◆ TEXT TO READ

Mustang Encounter Reports

Mike has P-47 enconter reports and Spit encounter reports also. Study them and see how much agreement there is for your point of view?


----------



## claidemore (Mar 29, 2009)

billswagger said:


> Come to think of it, that was probably always the more common tactic of the European theater even when Spit 1As were duking it out with early model FWs.



Actually the Spit MkIa would have been duking it out with Me109 Emils's. The FW190 was contemporary with Spitfire Mk Vs. 

One possible advantage the P47 might have had over the Tempest in the ground attack role was the inability of the Tempests guns to be aimed below the datum line. There was a danger of flying into the ground during low level strafing runs. 
Anybody know if the P47 guns could be adjusted to shoot below the datum line?


----------



## davebender (Mar 30, 2009)

Could the P-47 carry a more effective gun package ILO the .50cal MGs?


----------



## Magister (Mar 30, 2009)

Somewhere on this forum, there is a thread concerning the feasibility of installing six 20mm cannons (three in each wing) in the P-47. As I recall, there was a back and forth about whether it could have been done in light of the Hurricane's successful employment of four 20mm cannons.

Whether it should have been done is, of course, a different issue. The Thunderbolt's eight .50's were very effective against aircraft and lightly armored vehicles / equipment.

◆ Dataset rows
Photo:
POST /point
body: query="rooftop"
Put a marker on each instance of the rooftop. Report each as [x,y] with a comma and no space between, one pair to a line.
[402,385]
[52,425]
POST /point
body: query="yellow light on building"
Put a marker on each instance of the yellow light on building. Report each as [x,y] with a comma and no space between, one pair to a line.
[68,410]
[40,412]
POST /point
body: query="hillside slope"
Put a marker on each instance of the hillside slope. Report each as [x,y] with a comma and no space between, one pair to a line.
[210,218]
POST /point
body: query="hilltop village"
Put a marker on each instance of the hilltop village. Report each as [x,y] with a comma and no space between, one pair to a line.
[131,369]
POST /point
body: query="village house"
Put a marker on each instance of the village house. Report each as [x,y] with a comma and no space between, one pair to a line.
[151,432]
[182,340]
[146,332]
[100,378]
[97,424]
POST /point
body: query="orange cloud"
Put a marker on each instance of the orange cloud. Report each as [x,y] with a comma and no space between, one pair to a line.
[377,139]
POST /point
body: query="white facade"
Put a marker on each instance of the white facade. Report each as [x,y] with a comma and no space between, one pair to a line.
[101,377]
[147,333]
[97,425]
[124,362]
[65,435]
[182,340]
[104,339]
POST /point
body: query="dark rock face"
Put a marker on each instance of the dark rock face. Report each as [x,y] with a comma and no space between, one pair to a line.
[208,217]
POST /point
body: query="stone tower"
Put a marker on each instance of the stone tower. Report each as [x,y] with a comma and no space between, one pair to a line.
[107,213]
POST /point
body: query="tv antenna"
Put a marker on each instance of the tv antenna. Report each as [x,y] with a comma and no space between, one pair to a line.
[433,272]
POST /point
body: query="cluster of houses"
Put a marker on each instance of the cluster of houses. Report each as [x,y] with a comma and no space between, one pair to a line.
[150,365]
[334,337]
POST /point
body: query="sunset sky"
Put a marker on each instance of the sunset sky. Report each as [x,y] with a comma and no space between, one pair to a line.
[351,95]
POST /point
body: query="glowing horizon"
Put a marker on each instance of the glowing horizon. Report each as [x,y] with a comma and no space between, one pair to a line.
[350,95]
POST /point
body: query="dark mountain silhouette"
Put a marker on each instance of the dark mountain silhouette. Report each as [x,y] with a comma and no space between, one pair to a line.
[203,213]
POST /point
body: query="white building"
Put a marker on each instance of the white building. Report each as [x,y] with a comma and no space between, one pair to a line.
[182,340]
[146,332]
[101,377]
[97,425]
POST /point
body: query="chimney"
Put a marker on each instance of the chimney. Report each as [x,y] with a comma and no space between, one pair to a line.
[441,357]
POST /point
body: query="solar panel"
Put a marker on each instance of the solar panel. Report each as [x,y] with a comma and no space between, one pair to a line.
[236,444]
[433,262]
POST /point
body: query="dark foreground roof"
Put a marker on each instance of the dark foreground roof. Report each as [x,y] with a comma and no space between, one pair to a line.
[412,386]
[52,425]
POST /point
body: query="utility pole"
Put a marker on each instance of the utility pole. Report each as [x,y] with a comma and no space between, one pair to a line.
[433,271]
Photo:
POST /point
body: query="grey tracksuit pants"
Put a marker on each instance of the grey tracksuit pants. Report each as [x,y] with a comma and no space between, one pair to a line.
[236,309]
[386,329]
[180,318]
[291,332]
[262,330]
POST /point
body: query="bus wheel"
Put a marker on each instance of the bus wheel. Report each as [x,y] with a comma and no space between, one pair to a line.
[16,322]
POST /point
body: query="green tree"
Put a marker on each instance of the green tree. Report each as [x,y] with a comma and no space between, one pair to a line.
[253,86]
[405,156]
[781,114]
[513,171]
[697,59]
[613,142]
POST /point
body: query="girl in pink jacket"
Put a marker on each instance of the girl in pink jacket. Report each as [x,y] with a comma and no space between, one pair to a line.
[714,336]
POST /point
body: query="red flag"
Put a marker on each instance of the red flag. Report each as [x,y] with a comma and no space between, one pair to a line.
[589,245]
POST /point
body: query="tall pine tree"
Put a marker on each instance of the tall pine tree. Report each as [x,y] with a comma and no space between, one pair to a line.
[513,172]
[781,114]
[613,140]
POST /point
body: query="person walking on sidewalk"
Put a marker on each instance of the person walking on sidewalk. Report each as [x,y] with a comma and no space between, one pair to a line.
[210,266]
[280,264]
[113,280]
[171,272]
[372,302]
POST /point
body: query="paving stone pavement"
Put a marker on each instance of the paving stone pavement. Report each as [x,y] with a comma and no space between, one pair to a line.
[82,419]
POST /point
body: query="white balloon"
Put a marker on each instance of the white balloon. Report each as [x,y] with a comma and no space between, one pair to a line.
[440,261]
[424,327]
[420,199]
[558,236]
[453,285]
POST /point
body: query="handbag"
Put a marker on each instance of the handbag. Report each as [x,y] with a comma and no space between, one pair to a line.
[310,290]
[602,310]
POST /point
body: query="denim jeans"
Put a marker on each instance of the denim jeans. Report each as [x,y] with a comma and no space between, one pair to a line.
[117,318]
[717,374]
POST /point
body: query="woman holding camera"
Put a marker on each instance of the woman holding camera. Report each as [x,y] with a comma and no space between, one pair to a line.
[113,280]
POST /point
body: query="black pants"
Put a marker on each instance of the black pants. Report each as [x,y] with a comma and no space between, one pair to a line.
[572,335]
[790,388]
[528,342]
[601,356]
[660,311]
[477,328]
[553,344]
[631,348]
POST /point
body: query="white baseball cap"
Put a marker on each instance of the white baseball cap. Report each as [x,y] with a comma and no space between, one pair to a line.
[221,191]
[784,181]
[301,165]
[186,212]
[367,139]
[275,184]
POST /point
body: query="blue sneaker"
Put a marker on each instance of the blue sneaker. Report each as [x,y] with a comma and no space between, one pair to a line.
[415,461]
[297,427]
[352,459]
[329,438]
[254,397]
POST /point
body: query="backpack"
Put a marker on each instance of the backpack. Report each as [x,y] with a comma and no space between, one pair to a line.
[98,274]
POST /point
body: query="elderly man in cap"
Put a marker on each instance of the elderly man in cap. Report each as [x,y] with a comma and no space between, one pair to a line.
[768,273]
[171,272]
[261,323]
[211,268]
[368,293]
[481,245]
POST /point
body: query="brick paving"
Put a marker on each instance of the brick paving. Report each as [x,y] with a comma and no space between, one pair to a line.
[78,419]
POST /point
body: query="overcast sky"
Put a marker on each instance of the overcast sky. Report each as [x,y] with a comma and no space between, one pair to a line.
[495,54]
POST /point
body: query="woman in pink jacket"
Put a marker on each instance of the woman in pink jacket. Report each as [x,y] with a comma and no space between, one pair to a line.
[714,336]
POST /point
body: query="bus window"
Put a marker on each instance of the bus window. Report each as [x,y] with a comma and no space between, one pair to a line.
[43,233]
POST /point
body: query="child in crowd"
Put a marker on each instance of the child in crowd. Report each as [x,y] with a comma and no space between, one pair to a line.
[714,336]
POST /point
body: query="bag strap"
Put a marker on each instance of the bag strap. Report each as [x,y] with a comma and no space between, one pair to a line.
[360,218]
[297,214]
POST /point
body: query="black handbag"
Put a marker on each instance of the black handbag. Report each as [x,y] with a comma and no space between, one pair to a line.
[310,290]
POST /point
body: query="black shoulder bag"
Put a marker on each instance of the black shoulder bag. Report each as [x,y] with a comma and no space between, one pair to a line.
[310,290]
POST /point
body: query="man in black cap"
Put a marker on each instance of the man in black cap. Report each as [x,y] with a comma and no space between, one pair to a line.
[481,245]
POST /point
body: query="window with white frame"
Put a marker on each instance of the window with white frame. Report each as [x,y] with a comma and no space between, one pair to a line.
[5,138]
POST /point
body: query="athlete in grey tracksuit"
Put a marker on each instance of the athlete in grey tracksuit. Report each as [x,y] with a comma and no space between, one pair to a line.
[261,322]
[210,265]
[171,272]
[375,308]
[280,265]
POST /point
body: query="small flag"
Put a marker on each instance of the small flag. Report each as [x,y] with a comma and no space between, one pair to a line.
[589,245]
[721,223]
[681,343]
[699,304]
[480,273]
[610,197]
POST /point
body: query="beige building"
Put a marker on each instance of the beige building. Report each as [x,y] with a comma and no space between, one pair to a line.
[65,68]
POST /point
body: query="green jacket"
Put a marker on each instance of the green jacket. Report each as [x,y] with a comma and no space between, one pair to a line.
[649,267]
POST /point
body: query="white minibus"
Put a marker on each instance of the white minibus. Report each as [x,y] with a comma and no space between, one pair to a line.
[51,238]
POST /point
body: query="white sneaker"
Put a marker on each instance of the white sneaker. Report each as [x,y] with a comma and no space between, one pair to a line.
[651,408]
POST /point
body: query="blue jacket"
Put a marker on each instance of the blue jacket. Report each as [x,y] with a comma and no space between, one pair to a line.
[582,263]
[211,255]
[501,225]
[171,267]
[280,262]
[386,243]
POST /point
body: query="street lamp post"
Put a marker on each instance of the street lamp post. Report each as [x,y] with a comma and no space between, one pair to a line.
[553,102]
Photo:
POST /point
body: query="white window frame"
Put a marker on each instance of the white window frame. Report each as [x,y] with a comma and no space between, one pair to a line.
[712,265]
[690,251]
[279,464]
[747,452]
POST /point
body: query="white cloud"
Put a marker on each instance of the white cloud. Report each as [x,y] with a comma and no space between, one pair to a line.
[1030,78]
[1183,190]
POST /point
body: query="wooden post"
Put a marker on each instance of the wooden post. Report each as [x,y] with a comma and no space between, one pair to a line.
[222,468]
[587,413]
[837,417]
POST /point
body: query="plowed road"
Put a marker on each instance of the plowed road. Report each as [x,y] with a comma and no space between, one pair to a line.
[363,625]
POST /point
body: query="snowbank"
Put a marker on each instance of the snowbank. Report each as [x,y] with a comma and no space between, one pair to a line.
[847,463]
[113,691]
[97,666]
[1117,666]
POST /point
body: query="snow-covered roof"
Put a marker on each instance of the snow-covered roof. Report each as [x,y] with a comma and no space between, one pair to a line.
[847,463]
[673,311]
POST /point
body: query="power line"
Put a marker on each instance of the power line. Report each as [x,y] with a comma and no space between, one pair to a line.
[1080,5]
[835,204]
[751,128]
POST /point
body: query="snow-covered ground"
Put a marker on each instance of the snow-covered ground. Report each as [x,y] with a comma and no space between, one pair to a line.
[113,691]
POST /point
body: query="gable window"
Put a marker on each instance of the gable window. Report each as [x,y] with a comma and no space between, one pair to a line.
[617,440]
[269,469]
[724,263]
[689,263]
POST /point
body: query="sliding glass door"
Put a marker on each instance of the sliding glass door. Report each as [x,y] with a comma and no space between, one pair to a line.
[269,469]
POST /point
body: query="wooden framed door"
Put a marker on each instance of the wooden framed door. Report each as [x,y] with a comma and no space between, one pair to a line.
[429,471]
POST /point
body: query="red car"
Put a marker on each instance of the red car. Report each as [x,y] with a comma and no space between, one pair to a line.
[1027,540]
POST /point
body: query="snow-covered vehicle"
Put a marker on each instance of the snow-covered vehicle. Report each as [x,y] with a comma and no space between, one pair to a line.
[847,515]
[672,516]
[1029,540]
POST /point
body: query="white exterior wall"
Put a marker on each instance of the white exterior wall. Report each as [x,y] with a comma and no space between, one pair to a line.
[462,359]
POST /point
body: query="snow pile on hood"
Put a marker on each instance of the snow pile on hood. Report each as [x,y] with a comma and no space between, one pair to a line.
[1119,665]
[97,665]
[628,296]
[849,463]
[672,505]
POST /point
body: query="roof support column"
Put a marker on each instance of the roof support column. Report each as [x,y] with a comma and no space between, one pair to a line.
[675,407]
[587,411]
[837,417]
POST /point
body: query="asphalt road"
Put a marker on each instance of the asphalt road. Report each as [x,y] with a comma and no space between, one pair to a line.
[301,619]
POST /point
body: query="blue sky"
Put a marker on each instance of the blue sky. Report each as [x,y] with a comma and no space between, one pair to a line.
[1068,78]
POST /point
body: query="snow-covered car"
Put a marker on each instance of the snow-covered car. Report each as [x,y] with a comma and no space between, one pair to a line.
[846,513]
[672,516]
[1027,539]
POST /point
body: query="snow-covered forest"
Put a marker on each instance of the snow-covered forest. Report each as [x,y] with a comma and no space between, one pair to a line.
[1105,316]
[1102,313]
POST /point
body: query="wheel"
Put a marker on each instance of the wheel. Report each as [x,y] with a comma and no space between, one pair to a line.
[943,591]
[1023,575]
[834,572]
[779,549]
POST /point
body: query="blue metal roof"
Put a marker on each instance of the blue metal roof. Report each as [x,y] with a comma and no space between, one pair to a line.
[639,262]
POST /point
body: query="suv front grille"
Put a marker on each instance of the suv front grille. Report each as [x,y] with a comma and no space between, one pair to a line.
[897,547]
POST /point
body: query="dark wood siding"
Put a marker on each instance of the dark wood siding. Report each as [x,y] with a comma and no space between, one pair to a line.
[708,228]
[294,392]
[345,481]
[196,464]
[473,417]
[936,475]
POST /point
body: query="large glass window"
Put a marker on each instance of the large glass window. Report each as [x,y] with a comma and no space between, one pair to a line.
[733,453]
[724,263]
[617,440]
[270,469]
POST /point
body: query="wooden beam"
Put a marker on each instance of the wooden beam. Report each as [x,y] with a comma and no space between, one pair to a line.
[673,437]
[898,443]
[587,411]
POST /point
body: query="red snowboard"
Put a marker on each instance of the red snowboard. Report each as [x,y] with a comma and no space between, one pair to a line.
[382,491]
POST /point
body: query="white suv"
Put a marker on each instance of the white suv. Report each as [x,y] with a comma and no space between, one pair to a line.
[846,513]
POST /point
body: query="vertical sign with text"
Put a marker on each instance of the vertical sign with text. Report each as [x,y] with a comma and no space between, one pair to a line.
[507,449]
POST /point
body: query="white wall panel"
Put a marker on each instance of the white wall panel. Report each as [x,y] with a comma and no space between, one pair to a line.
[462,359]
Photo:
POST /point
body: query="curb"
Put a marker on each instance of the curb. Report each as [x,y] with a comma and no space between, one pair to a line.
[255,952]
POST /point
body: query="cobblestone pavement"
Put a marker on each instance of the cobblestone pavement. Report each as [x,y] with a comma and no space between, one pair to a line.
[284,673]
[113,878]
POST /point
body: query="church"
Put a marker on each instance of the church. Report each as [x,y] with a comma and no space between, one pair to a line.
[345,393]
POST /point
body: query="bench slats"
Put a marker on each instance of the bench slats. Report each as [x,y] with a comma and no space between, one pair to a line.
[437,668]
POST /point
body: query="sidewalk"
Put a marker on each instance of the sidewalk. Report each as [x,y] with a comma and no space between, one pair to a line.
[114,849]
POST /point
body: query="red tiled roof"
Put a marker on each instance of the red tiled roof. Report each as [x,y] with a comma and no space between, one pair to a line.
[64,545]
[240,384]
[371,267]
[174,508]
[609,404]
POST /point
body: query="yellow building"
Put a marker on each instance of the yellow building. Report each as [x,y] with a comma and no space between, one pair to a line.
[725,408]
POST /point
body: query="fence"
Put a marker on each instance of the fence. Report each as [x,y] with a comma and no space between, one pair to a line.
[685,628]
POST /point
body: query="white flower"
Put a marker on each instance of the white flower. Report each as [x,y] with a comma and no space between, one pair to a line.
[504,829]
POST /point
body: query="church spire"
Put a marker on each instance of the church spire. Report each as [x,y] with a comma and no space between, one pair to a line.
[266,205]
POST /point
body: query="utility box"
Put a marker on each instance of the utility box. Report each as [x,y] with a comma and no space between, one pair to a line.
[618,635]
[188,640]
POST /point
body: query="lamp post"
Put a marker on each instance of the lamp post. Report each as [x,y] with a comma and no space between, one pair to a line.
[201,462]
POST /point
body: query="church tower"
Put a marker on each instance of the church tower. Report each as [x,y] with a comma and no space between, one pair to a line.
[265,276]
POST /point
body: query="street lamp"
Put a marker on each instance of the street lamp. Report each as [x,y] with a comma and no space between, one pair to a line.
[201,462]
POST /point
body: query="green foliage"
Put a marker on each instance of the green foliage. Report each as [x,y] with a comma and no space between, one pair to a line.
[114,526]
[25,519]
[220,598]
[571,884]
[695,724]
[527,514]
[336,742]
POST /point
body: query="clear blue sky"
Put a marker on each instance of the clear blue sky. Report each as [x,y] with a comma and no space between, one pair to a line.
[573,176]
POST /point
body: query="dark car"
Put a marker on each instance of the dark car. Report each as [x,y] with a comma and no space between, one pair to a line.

◆ COMPLETE THE FOLLOWING
a - From the forum thread on the P-47, echo the part that opens with the words containing "## Magister (Mar" and closes with "vehicles / equipment.".
b - For each statement, say yes or no according to the forum thread on the P-47, and quote the words from it that decide the answer: (i) the Spitfire Mk Ia would have fought the Me109 Emil; (ii) the Tempest's guns could be aimed below the datum line; (iii) the Hurricane used six 20mm cannons.

◆ ANSWERS BY TASK
a -
## Magister (Mar 30, 2009)

Somewhere on this forum, there is a thread concerning the feasibility of installing six 20mm cannons (three in each wing) in the P-47. As I recall, there was a back and forth about whether it could have been done in light of the Hurricane's successful employment of four 20mm cannons.

Whether it should have been done is, of course, a different issue. The Thunderbolt's eight .50's were very effective against aircraft and lightly armored vehicles / equipment.

b -
(i) Yes: "Actually the Spit MkIa would have been duking it out with Me109 Emils's."
(ii) No: "the inability of the Tempests guns to be aimed below the datum line"
(iii) No: "the Hurricane's successful employment of four 20mm cannons"